- Exercise details -
Please transcribe the listing that follows exactly; images are to be excluded.

- The data -
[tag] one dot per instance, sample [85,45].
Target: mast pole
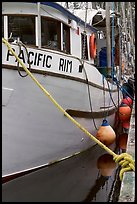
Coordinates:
[108,41]
[39,26]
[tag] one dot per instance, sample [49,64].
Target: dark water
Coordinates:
[77,179]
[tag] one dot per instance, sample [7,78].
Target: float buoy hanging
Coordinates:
[106,165]
[123,141]
[106,134]
[92,46]
[124,112]
[126,125]
[127,100]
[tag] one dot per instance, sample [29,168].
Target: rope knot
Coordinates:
[126,162]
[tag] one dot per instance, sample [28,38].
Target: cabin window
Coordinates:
[84,47]
[66,39]
[22,27]
[2,26]
[50,33]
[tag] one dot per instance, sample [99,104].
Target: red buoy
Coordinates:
[106,134]
[126,124]
[106,164]
[123,141]
[124,112]
[127,100]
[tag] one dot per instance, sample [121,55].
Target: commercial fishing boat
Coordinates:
[61,51]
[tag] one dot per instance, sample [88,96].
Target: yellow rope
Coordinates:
[127,164]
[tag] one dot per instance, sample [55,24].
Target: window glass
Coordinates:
[84,50]
[66,38]
[22,27]
[50,33]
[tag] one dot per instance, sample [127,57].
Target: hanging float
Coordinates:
[124,112]
[106,134]
[106,165]
[123,141]
[127,100]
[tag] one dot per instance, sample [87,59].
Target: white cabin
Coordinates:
[47,25]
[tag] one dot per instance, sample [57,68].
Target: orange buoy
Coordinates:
[127,100]
[106,134]
[123,141]
[106,164]
[124,112]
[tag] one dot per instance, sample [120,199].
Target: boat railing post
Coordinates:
[108,42]
[38,28]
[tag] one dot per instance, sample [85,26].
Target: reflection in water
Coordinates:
[76,179]
[106,166]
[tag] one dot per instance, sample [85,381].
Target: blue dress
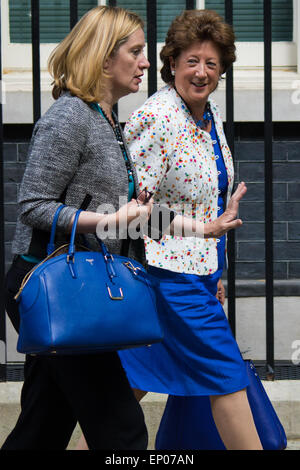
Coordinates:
[198,355]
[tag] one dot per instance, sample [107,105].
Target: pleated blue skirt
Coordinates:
[198,355]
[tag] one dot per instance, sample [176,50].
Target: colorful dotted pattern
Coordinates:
[175,159]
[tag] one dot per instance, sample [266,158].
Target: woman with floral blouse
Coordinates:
[180,152]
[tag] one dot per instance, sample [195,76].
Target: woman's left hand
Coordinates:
[220,295]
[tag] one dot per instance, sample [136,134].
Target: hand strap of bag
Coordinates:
[51,245]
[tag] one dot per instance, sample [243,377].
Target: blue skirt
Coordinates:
[199,355]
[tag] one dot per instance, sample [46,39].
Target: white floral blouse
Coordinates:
[175,160]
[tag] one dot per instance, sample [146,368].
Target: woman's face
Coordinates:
[127,66]
[197,72]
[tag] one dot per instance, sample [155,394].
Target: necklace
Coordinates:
[116,128]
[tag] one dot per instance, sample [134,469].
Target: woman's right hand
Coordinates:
[227,221]
[131,211]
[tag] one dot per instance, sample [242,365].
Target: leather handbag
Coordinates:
[187,422]
[77,302]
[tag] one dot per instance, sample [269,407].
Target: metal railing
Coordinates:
[230,133]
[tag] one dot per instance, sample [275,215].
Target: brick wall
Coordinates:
[249,166]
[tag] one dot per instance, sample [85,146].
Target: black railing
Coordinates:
[230,133]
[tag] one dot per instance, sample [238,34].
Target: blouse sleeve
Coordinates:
[150,140]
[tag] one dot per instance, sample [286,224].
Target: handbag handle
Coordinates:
[108,258]
[51,246]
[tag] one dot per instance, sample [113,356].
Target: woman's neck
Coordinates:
[107,109]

- Task answer -
[tag] one dot per instance, sample [85,45].
Target: mast pole
Coordinates:
[108,41]
[39,26]
[tag] one dot per instance, sample [49,64].
Target: dark water
Coordinates:
[77,179]
[tag] one dot per instance, sample [7,78].
Target: float buoy hanging
Coordinates:
[106,165]
[123,141]
[106,134]
[92,46]
[124,112]
[126,125]
[127,100]
[tag] one dot per instance, sample [29,168].
Target: rope knot
Coordinates:
[126,162]
[tag] one dot per instance, sample [28,38].
Target: cabin window
Coordinates:
[84,47]
[66,39]
[22,27]
[2,26]
[50,33]
[tag] one dot per instance, sample [99,104].
Target: red buoy
Coordinates:
[106,134]
[126,124]
[106,164]
[123,141]
[124,112]
[127,100]
[tag] one dot per instance, sample [121,55].
Target: commercial fishing boat
Coordinates:
[61,51]
[tag] one dot per instance, sample [88,96].
Target: yellow rope
Coordinates:
[127,164]
[tag] one dot per instance, sample [55,24].
Target: window glass
Coordinates:
[84,50]
[66,38]
[22,27]
[50,33]
[tag] one dot per instance, sample [127,57].
Target: hanging float
Coordinates:
[124,112]
[106,134]
[106,165]
[123,141]
[127,100]
[tag] one dot per instance, sample [87,59].
Target: white cabin
Coordinates:
[47,25]
[tag] one dot per instance, sample [57,68].
Target: orange buoy
Coordinates:
[127,100]
[106,134]
[123,141]
[106,164]
[124,112]
[tag] one dot per instance, sample [120,199].
Target: boat railing post
Coordinates:
[108,42]
[38,28]
[tag] one dot per instance, sample [85,26].
Target: reflection in water
Coordinates:
[76,179]
[106,166]
[tag] one dot per instance, sample [85,381].
Target: blue dress
Coordinates:
[198,355]
[tag] one dot per instance, sample [107,105].
Target: pleated blue skirt
Coordinates:
[198,355]
[tag] one dot per instance, sample [176,50].
Target: colorful dotted pattern
Coordinates:
[175,159]
[tag] one dot per instance, sample [266,158].
Target: woman with floral blouse
Coordinates:
[180,152]
[tag] one dot per instance, sample [195,76].
Target: woman's left hand
Coordinates:
[220,295]
[tag] one dot per instance, sample [136,134].
Target: hand strap of bag
Coordinates:
[51,245]
[tag] one dot per instance, sample [243,377].
Target: blue skirt
Coordinates:
[199,355]
[tag] one dot per instance, sample [46,39].
Target: white floral blouse
Coordinates:
[175,160]
[tag] one dot per instance, sample [146,368].
Target: woman's face
Coordinates:
[127,66]
[197,72]
[tag] one dot per instance, sample [155,394].
Target: necklace
Coordinates:
[116,128]
[tag] one dot per instance, sample [134,469].
Target: woman's right hand
Coordinates:
[227,221]
[131,211]
[tag] one dot per instance, sample [242,365].
Target: leather handbag
Coordinates:
[187,422]
[77,302]
[tag] one dot per instance, sample [269,407].
Target: metal railing
Coordinates:
[230,133]
[tag] one dot per instance, sample [275,215].
Target: brick wall
Coordinates:
[249,166]
[tag] one dot per instance, sample [85,146].
Target: black railing
Coordinates:
[230,133]
[tag] one dot per instance, sample [238,34].
Target: blouse sleeve
Coordinates:
[150,140]
[tag] one dot per instance, sample [286,224].
Target: handbag handle
Coordinates:
[108,258]
[51,246]
[tag] one dot per instance, sample [113,356].
Target: woman's neck
Coordinates:
[107,109]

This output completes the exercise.